* **Work required**: Output verbatim the line with "[point] at the pine tree" together with every line beneath it, ending at the last line of the entries.
----
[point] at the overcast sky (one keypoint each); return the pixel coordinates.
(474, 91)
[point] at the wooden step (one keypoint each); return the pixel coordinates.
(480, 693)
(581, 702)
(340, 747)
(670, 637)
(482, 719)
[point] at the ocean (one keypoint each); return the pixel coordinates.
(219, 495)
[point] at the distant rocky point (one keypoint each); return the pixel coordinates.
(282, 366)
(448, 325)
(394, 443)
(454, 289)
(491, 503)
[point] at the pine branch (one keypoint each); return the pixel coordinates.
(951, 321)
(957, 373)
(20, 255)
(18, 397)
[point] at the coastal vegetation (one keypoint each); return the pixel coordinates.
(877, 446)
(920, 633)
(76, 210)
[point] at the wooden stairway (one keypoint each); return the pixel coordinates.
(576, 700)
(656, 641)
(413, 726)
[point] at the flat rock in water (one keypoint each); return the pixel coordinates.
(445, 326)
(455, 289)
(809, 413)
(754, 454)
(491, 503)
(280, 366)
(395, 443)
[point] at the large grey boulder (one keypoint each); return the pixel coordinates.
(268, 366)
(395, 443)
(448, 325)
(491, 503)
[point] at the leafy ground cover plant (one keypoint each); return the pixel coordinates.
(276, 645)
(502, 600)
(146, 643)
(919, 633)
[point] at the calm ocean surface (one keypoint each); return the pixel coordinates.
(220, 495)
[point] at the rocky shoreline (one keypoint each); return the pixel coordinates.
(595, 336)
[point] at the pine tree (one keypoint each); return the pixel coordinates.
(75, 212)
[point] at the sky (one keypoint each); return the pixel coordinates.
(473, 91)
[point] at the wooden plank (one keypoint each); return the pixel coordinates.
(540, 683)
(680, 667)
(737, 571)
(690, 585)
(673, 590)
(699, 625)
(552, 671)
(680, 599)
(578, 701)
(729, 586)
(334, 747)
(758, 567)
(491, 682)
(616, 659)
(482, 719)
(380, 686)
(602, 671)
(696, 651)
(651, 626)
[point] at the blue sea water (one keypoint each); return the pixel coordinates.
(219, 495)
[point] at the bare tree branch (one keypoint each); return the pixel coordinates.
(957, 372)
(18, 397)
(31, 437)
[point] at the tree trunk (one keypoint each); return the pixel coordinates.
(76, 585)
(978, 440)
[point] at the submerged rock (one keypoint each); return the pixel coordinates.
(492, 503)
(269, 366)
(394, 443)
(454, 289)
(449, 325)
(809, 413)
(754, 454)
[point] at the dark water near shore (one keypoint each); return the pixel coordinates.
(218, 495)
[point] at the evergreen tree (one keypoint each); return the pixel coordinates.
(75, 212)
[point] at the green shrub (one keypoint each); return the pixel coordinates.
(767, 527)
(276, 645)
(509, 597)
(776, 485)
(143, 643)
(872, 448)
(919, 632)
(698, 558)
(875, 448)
----
* **Task answer**:
[point] at the pine tree (one keypoint each); return the pixel coordinates.
(75, 212)
[point] at the sky (one keypoint each); return the pixel coordinates.
(473, 91)
[point] at the wooden plank (one keypoint each); return the pixel coordinates.
(540, 683)
(680, 667)
(737, 571)
(690, 585)
(673, 590)
(699, 625)
(552, 671)
(680, 599)
(578, 701)
(729, 586)
(334, 747)
(758, 567)
(491, 682)
(616, 659)
(482, 719)
(380, 686)
(602, 671)
(696, 651)
(651, 626)
[point] at the blue sea water (one keypoint each); return the pixel coordinates.
(219, 495)
[point] at the bare tree branch (one keypoint each); return the pixel coordinates.
(957, 372)
(18, 397)
(31, 437)
[point] at the tree trunk (one keypoint each); return the pixel coordinates.
(76, 585)
(978, 440)
[point] at the submerged rock (one keypoint each); return the pixel coordinates.
(492, 503)
(269, 366)
(394, 443)
(454, 289)
(449, 325)
(809, 413)
(754, 454)
[point] at the dark water near shore (one keypoint each); return the pixel coordinates.
(218, 495)
[point] at the evergreen tree (one keypoint each); return the pixel coordinates.
(75, 212)
[point] at the green shrub (one keypoint each); return the pixel coordinates.
(767, 527)
(276, 645)
(509, 597)
(776, 485)
(143, 643)
(872, 448)
(919, 632)
(698, 558)
(875, 448)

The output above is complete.